(What you will do): Starting at the line with "TARGET: bare metal skin" in it, reproduce each line below through the last one, exactly, and include nothing else.

(Materials provided):
————————

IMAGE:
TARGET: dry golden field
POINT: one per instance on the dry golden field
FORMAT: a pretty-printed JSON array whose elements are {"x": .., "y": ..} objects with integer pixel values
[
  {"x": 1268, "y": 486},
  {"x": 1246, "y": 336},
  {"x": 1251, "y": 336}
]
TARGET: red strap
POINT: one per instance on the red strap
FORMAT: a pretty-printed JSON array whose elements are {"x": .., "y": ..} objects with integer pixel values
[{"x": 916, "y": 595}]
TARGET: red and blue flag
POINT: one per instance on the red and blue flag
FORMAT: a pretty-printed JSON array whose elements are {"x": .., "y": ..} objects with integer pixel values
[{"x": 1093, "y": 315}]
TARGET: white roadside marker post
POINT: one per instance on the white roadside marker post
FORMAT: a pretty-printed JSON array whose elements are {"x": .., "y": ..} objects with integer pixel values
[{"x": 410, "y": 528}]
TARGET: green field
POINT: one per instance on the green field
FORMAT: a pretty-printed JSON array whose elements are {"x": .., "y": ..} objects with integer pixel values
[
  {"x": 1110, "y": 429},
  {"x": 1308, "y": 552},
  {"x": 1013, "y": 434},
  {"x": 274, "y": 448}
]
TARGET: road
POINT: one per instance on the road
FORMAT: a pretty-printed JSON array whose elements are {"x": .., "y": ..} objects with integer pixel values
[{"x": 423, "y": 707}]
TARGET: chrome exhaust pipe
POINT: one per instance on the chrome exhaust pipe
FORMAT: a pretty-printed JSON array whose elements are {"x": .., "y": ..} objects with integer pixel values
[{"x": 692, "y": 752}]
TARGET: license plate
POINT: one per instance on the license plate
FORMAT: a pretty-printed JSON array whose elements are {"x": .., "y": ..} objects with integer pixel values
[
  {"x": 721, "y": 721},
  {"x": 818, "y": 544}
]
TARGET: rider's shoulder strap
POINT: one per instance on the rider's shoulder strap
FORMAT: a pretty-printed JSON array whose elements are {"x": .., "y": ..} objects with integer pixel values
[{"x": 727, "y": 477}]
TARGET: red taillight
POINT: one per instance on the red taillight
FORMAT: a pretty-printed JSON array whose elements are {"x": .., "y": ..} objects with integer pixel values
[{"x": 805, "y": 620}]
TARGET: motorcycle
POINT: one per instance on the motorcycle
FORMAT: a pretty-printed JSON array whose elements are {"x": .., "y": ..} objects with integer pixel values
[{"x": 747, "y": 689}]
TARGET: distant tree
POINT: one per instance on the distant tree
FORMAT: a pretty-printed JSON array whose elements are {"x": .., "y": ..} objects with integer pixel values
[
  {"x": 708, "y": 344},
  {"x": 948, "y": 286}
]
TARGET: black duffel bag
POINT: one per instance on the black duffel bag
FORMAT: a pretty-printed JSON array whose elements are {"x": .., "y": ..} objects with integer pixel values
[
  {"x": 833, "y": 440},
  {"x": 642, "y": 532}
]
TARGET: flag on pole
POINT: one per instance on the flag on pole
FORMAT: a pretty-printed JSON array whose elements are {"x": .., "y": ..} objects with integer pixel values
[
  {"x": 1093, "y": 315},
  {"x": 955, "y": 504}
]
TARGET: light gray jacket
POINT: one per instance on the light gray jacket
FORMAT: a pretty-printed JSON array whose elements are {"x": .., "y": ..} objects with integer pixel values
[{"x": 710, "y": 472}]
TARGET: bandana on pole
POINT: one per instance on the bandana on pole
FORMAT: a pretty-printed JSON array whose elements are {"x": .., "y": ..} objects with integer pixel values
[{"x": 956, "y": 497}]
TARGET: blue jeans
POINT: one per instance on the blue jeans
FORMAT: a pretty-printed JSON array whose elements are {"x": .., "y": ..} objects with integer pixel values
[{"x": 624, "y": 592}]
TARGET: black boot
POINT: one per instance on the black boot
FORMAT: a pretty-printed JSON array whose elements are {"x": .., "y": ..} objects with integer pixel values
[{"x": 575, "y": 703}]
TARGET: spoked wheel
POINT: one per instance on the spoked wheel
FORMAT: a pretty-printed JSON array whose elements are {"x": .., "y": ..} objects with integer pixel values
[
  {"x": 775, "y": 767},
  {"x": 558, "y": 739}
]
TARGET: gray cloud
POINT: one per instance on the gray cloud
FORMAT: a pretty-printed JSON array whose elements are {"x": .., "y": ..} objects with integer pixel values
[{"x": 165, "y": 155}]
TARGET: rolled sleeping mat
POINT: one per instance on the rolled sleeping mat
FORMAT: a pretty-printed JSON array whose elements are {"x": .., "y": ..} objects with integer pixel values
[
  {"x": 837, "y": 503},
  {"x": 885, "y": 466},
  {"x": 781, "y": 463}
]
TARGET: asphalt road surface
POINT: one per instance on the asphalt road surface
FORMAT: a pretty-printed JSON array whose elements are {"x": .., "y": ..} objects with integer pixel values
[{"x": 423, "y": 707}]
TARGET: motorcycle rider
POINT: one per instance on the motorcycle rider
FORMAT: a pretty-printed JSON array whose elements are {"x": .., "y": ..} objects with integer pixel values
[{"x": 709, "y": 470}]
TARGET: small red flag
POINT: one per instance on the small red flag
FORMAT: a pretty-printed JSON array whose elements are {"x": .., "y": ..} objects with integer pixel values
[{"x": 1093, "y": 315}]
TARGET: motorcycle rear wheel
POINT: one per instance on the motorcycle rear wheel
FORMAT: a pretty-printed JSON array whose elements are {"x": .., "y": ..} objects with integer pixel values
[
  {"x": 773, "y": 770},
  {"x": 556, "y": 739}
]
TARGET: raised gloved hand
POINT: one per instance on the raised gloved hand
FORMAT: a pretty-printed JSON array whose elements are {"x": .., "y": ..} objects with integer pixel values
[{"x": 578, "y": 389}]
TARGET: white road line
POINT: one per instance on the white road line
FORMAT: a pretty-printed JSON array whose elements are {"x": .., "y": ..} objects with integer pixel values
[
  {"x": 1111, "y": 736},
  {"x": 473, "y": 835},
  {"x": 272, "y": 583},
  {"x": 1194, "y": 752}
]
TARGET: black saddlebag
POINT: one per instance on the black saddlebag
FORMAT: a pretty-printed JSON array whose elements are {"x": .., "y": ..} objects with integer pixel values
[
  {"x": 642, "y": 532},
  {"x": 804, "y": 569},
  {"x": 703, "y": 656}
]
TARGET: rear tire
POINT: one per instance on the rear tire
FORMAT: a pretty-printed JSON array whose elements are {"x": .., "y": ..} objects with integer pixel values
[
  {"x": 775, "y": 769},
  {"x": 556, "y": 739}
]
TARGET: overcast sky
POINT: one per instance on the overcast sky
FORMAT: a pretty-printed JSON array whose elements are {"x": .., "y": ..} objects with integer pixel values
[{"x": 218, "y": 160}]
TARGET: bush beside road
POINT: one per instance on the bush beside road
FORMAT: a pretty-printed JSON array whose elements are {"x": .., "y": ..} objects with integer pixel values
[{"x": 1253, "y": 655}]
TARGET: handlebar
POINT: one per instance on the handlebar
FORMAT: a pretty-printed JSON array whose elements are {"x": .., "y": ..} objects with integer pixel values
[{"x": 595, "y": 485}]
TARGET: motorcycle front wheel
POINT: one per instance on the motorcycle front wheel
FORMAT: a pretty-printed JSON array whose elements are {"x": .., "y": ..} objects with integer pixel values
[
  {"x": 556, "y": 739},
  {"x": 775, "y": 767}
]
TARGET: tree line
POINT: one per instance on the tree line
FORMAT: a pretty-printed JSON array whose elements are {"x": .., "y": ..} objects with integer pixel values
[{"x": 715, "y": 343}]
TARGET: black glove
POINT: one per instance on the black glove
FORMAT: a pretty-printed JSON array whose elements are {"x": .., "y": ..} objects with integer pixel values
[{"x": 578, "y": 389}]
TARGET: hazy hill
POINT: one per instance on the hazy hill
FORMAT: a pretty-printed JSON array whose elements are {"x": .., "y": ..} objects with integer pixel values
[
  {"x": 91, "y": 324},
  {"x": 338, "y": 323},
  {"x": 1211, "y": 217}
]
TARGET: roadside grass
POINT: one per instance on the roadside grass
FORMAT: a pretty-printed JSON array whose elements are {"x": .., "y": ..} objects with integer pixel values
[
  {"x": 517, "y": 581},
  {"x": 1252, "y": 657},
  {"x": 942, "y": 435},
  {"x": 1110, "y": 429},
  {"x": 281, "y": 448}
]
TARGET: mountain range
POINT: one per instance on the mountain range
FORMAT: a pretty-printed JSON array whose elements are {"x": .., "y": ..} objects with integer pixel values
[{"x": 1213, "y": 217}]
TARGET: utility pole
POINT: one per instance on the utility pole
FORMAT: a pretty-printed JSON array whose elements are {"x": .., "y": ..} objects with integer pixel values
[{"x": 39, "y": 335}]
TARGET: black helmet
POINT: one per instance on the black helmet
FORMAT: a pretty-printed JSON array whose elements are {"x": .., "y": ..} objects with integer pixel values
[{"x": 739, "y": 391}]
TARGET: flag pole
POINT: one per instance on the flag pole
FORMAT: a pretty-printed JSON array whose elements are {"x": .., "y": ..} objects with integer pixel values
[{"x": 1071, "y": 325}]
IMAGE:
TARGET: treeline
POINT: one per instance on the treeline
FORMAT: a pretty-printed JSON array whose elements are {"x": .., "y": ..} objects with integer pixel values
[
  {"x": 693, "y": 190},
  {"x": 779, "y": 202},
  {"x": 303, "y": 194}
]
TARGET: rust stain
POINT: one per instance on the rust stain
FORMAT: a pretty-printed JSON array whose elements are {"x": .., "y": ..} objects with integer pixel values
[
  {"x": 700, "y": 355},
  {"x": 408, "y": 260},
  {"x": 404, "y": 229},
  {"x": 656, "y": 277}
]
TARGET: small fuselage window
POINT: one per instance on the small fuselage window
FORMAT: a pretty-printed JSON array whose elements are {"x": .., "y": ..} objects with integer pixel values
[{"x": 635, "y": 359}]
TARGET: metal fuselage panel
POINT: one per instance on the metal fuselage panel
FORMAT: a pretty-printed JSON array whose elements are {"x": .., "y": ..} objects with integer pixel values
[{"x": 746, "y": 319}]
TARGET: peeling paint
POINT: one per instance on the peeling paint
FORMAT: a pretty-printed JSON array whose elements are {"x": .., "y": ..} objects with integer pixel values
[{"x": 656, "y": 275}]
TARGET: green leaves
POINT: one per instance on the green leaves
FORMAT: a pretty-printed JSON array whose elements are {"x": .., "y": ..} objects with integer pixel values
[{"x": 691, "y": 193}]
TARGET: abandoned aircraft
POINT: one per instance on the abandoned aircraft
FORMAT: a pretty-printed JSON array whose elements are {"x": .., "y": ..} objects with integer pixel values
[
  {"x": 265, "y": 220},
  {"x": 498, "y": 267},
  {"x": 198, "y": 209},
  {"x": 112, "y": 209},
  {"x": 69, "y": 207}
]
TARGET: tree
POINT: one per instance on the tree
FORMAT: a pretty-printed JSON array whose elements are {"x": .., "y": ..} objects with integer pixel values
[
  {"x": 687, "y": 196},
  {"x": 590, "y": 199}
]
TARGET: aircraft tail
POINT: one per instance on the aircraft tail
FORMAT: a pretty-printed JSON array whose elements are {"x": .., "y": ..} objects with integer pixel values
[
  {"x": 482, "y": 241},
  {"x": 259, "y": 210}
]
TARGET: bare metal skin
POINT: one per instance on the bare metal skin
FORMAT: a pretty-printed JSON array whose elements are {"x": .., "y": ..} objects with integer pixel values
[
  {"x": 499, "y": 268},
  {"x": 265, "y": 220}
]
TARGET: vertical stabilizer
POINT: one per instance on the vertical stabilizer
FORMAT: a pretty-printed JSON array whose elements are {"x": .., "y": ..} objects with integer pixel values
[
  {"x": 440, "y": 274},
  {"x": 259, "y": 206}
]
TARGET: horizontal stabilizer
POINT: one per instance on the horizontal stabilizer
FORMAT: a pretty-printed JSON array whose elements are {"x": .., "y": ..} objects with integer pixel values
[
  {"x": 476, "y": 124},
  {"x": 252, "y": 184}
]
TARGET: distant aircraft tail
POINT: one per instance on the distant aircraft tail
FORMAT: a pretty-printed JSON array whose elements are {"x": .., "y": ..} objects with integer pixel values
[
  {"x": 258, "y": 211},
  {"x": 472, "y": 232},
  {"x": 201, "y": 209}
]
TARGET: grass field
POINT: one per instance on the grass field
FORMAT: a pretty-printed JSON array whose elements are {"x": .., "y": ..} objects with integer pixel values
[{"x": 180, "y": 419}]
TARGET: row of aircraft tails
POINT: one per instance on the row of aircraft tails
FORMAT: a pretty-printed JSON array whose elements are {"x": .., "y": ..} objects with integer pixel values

————————

(The response):
TARGET: bare metal skin
POINT: one per instance on the bare metal skin
FORMAT: a pretty-printed JSON array whose elements are {"x": .., "y": ..} objects with integer pixel values
[
  {"x": 499, "y": 268},
  {"x": 265, "y": 220}
]
TARGET: vertical stabilizer
POINT: one per instance on the vertical stabilizer
FORMAT: a pretty-printed JSON array whose elements are {"x": .., "y": ..} objects with integer pixel values
[
  {"x": 440, "y": 274},
  {"x": 259, "y": 206}
]
TARGET: horizontal stabilizer
POINT: one per instance on the horizontal stabilizer
FORMAT: a pretty-printed JSON array whose elements are {"x": .., "y": ..} objects with integer pixel values
[
  {"x": 476, "y": 124},
  {"x": 252, "y": 184}
]
TARGET: distant aircraft tail
POINT: one per instance on the distant aircraft tail
FORMAT: a pretty-printed JSON array whose elements are {"x": .., "y": ..} objects with integer pixel values
[
  {"x": 258, "y": 211},
  {"x": 472, "y": 232},
  {"x": 201, "y": 209}
]
TARGET: grass field
POINT: one per instance on the grass field
FORMAT: a pretty-printed JSON array whose elements are {"x": .., "y": ..} objects with integer pixel values
[{"x": 180, "y": 419}]
TARGET: row of aircraft tails
POINT: one per instance on the row of aircraft tails
FORMAT: a pretty-printed JSON array whose elements are {"x": .., "y": ..} objects with integer pixel values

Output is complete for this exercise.